━━━ Source material
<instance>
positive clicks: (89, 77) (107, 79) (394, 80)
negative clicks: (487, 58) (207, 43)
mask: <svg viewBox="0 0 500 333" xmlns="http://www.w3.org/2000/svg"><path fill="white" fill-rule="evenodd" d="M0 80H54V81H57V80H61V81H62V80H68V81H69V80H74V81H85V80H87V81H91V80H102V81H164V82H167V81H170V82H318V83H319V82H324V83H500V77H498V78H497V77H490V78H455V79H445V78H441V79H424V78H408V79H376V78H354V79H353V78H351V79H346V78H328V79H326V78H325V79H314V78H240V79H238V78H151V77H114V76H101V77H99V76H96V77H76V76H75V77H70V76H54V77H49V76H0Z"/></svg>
━━━━━━
━━━ Source material
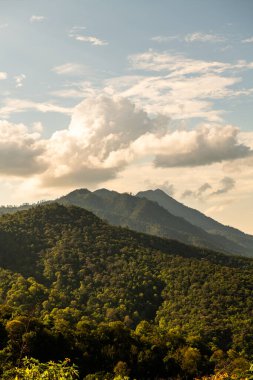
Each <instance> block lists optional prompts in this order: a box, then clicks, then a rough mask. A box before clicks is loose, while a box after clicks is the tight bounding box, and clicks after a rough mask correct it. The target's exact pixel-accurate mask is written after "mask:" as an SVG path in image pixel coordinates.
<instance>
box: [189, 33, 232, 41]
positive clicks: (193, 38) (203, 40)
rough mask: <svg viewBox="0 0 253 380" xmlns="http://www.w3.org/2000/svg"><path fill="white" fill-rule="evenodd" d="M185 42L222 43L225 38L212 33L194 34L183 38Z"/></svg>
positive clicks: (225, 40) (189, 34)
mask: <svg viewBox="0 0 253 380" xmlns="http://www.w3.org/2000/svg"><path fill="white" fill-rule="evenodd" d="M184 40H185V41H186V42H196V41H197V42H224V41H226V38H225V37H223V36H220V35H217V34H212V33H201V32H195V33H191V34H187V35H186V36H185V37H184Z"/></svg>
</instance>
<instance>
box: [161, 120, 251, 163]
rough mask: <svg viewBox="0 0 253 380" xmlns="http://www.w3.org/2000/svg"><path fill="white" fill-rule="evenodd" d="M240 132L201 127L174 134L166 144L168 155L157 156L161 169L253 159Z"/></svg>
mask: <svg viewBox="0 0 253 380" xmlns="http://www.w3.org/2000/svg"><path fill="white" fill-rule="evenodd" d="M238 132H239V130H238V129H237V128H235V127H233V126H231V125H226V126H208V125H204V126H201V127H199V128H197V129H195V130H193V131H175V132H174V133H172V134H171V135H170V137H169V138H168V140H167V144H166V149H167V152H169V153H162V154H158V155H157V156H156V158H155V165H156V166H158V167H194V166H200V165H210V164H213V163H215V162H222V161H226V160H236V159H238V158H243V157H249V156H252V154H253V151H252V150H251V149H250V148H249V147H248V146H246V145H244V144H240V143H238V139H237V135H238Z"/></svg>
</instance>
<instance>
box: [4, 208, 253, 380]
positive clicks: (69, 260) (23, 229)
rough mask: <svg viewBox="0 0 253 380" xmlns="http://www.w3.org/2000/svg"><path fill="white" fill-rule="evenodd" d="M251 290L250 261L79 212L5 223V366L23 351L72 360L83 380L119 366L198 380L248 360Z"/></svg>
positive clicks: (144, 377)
━━━━━━
Work instruction: In the entries above, find the line holding "box: [189, 33, 232, 41]" and the line holding "positive clicks: (144, 377)"; print both of them and every line between, exactly, and nothing else.

Answer for this exercise:
box: [189, 33, 232, 41]
positive clicks: (193, 38) (203, 40)
rough mask: <svg viewBox="0 0 253 380" xmlns="http://www.w3.org/2000/svg"><path fill="white" fill-rule="evenodd" d="M185 42L222 43L225 38L212 33L194 34L183 38Z"/></svg>
positive clicks: (225, 40) (189, 34)
mask: <svg viewBox="0 0 253 380" xmlns="http://www.w3.org/2000/svg"><path fill="white" fill-rule="evenodd" d="M184 40H185V41H186V42H196V41H197V42H224V41H226V38H225V37H223V36H220V35H217V34H212V33H201V32H195V33H191V34H187V35H186V36H185V37H184Z"/></svg>
</instance>
<instance>
box: [161, 120, 251, 163]
rough mask: <svg viewBox="0 0 253 380" xmlns="http://www.w3.org/2000/svg"><path fill="white" fill-rule="evenodd" d="M240 132L201 127L174 134L166 144L168 155L157 156L161 169L253 159Z"/></svg>
mask: <svg viewBox="0 0 253 380" xmlns="http://www.w3.org/2000/svg"><path fill="white" fill-rule="evenodd" d="M238 132H239V130H238V129H237V128H235V127H233V126H231V125H226V126H208V125H204V126H201V127H199V128H197V129H195V130H193V131H175V132H174V133H172V134H171V135H170V137H169V138H168V140H167V144H166V149H167V152H169V153H162V154H158V155H157V156H156V158H155V165H156V166H158V167H194V166H200V165H210V164H213V163H215V162H222V161H226V160H236V159H238V158H243V157H249V156H252V154H253V151H252V150H251V149H250V148H249V147H248V146H246V145H244V144H240V143H238V139H237V135H238Z"/></svg>
</instance>
<instance>
box: [4, 208, 253, 380]
positive clicks: (69, 260) (23, 229)
rough mask: <svg viewBox="0 0 253 380" xmlns="http://www.w3.org/2000/svg"><path fill="white" fill-rule="evenodd" d="M251 290L250 261L79 212L5 223V366L23 351L72 360L83 380L119 366L198 380L248 360Z"/></svg>
positive clicks: (144, 377)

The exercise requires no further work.